• **DATASET RECORDS**:

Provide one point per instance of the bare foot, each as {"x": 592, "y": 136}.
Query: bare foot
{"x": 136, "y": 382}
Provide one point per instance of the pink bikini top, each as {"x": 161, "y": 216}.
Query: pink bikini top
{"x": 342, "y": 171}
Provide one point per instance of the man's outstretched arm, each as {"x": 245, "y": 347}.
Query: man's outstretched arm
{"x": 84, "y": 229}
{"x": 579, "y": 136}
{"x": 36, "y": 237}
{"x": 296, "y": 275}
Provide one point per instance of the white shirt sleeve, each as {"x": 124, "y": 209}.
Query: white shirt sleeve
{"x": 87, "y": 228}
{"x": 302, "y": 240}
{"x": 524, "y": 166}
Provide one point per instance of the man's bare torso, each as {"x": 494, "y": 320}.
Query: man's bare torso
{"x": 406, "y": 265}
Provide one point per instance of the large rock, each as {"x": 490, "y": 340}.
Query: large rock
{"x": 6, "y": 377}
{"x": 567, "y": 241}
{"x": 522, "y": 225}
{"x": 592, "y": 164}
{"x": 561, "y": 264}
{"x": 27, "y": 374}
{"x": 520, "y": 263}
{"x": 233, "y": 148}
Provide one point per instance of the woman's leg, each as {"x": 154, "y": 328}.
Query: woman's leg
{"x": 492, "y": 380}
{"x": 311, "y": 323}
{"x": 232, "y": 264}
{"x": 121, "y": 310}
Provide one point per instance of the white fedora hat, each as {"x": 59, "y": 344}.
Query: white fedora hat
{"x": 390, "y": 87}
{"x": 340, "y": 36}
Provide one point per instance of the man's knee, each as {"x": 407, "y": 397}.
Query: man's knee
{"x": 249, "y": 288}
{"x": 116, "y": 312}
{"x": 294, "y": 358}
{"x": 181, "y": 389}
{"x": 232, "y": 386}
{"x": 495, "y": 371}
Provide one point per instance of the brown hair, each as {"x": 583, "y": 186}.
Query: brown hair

• **TASK INSTRUCTIONS**: Each of the lines from the one that contains "Query: man's knee" through the last line of the data needs to be repeated exactly, with no others.

• **OUTPUT BELOW**:
Query: man's knee
{"x": 249, "y": 288}
{"x": 116, "y": 312}
{"x": 294, "y": 358}
{"x": 181, "y": 389}
{"x": 232, "y": 386}
{"x": 495, "y": 371}
Provide one point per instance of the brown hair, each as {"x": 583, "y": 186}.
Query: brown hair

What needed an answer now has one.